### Exercise objective:
On every line of the listing, check for "patch"; copy the lines that have it.

### Data to use:
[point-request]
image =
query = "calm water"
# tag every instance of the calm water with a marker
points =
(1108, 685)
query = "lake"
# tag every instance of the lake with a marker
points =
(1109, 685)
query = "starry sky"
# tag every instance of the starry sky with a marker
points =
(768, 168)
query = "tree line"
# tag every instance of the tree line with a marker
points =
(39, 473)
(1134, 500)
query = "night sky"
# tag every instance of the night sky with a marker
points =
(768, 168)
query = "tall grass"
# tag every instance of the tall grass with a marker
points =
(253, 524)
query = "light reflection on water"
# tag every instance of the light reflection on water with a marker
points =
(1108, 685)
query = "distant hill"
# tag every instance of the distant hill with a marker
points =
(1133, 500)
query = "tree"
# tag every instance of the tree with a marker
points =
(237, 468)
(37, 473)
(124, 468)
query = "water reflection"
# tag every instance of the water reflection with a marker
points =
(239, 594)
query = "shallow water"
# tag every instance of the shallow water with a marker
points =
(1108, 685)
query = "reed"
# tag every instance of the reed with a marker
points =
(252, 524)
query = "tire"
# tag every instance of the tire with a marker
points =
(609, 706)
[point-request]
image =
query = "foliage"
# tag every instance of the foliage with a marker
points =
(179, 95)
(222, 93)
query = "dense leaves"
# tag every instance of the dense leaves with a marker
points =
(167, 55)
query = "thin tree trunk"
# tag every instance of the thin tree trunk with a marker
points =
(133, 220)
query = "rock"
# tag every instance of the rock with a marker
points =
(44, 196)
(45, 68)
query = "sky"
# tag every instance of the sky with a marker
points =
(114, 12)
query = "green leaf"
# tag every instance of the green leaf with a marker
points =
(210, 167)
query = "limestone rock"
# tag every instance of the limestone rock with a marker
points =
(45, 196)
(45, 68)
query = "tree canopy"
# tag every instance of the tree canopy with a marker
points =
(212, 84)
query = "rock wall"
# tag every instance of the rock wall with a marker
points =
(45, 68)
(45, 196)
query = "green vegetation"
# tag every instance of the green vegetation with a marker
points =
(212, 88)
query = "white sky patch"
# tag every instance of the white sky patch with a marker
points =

### Exercise answer:
query = "white sky patch"
# tag every instance of the white sky patch with a marker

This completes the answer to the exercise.